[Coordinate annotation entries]

▼

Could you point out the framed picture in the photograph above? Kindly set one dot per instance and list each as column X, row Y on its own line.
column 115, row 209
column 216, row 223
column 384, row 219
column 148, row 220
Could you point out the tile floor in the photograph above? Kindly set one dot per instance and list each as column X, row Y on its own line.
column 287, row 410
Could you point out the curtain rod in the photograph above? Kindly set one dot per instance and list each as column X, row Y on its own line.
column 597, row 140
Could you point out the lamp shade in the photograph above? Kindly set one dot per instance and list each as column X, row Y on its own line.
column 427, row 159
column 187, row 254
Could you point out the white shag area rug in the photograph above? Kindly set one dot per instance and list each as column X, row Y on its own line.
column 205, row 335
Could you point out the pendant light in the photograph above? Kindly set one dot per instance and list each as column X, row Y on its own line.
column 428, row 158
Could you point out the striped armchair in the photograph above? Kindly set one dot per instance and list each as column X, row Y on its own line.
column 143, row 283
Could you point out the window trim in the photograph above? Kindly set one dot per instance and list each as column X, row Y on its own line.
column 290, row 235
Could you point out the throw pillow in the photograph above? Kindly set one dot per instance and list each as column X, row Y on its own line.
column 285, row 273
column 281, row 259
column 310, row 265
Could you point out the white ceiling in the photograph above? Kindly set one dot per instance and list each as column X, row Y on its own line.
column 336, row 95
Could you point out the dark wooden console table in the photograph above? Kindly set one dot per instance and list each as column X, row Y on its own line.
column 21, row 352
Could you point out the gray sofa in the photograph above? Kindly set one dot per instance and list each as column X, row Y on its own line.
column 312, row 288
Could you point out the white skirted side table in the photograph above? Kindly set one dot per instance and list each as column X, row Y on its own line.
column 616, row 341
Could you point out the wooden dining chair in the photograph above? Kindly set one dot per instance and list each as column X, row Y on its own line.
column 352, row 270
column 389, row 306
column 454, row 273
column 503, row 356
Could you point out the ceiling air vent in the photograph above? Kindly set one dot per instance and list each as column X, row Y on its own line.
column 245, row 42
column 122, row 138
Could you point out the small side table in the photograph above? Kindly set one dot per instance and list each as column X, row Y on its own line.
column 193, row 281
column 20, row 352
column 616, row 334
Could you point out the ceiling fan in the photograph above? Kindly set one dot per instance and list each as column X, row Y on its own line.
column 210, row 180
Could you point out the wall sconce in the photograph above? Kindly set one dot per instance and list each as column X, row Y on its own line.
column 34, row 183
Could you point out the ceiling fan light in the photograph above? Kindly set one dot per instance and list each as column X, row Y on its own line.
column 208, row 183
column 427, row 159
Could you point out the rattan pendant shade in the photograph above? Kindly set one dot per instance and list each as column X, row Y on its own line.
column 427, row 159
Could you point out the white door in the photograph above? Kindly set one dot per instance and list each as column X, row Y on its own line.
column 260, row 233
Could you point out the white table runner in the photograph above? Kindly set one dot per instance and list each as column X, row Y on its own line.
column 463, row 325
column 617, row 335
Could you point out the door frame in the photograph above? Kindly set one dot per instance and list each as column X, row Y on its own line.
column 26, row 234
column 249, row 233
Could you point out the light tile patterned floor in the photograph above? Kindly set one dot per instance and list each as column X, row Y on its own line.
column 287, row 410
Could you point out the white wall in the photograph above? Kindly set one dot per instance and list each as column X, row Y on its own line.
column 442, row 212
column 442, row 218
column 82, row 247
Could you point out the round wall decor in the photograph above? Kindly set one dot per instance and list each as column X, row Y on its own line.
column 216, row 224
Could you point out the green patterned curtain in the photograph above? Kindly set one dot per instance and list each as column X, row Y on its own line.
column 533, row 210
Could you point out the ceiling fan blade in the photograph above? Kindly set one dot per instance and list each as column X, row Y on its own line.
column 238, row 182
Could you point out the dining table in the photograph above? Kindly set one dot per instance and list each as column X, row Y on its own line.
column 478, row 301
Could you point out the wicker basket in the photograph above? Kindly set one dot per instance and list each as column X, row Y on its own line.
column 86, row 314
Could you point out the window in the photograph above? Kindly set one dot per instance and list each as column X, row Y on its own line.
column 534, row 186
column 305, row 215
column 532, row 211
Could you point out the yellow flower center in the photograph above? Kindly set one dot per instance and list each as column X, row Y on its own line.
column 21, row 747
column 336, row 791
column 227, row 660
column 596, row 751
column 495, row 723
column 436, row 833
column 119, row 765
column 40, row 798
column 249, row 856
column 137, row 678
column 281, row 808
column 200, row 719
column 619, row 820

▲

Repeat every line of the material above word for word, from the first line to the last.

Could you point out the framed picture in the photograph above? Kindly set one dot per instance and list each as column X, row Y on its own line.
column 115, row 209
column 216, row 223
column 384, row 219
column 148, row 220
Could you point out the tile floor in the photograph above? Kindly set one dot per instance and list each as column X, row Y on its own line.
column 287, row 410
Could you point out the curtain rod in the photograph above? Kindly set one dot per instance and list each as column X, row Y on its own line.
column 597, row 140
Could you point out the lamp shade in the photograph above? Kindly set one dot per instance and list each as column X, row Y on its own line.
column 427, row 159
column 187, row 254
Could you point out the white shag area rug in the photograph above? Kindly set one dot per instance and list each as column X, row Y on its own line.
column 205, row 335
Could you point out the pendant light in the photograph above? Kindly set one dot per instance and list each as column X, row Y on its own line.
column 428, row 158
Could you point out the striped armchair in the photograph above? Kindly set one dot per instance and list each as column X, row Y on its own line.
column 143, row 283
Could you point out the window trim in the photograph above? Kindly set one dot per instance and list each as column X, row Y on its own line.
column 290, row 235
Could you point out the throw pillow in the photograph above? Kindly set one dot per instance and list each as column X, row Y on its own line.
column 285, row 273
column 281, row 259
column 310, row 265
Could you point out the white ceiling in the photograph above? Kindly set one dot per instance and list each as column X, row Y on its own line.
column 336, row 95
Could you point out the dark wooden console table in the photograph above? Kindly set one dot per instance and list each as column X, row Y on its own line.
column 21, row 352
Could you point out the gray sofa in the photograph above? Kindly set one dot per instance and list each as column X, row Y on its own line.
column 312, row 288
Could you point out the white skirted side table in the photograph above? Kindly set one dot per instance and list each as column X, row Y on its own line.
column 616, row 341
Could you point out the wooden dining chair in the photograph above? Kindly set one dot per instance and list each as column X, row Y on its own line.
column 352, row 270
column 389, row 306
column 454, row 273
column 503, row 356
Could you point out the ceiling air vent in the photograph above? Kindly set one dot per instance and list each as column X, row Y on its own line.
column 245, row 42
column 122, row 138
Could you point out the small side table in the photograph above? Kindly set one dot per instance and list each as column X, row Y on its own line.
column 193, row 281
column 20, row 352
column 616, row 334
Could you point out the ceiling fan in the photograph above? Kindly set one dot per instance and list each as column X, row Y on its own line.
column 210, row 180
Could you point out the wall sconce in the photograph above? Kindly set one dot per instance and list each as column X, row Y on its own line.
column 34, row 183
Could you point out the ceiling fan light in the photograph above? Kindly set one dot per instance and list each as column X, row Y on its own line.
column 208, row 183
column 427, row 159
Could you point out the rattan pendant shade in the photograph above? Kindly set one dot per instance and list each as column X, row Y on its own line.
column 427, row 159
Could you point out the white door in the photograph above? Kindly set one dot per instance and list each as column X, row Y on its own line.
column 260, row 233
Could you point out the white table runner in the photograph above? Kindly set one dot per instance and list each as column X, row Y on its own line.
column 463, row 325
column 617, row 335
Could you point out the door frame in the photograph above? Kindly set one dot per instance and list each as column X, row Y on its own line.
column 26, row 234
column 249, row 233
Could you point out the light tile patterned floor in the photograph above? Kindly set one dot per instance and list each as column X, row Y on its own line.
column 287, row 410
Could you point out the white wall in the photograph above? Kindly set one dot per instance and list each as column X, row Y on its own line.
column 442, row 212
column 442, row 218
column 82, row 247
Could you point out the round wall decor in the photograph above? Kindly set one dot per instance and list each as column X, row Y on its own line.
column 216, row 224
Could you point out the green patterned curtain in the photograph above? Kindly set one dot per instance and list each as column X, row Y on its own line.
column 533, row 210
Could you point out the ceiling fan blade in the photograph above? Kindly set one dot per instance and list each as column X, row Y on its own line.
column 238, row 182
Could you point out the dining table in the photograph above? Kindly set one dot per instance and list each as column X, row Y on its own line.
column 478, row 301
Could you point out the wicker basket in the photograph above? Kindly set one dot per instance and list each as column X, row Y on its own line.
column 86, row 314
Could you point out the window in the photograph above? Kindly set one dot per instance and list each as column X, row Y on its own line.
column 534, row 186
column 305, row 215
column 532, row 211
Could you point out the yellow flower center in the photograph above? Kindly set one dot per instance and list each as column X, row Y on its own line.
column 21, row 747
column 336, row 791
column 227, row 660
column 596, row 751
column 495, row 723
column 436, row 833
column 119, row 765
column 40, row 798
column 249, row 856
column 137, row 678
column 281, row 808
column 200, row 719
column 619, row 820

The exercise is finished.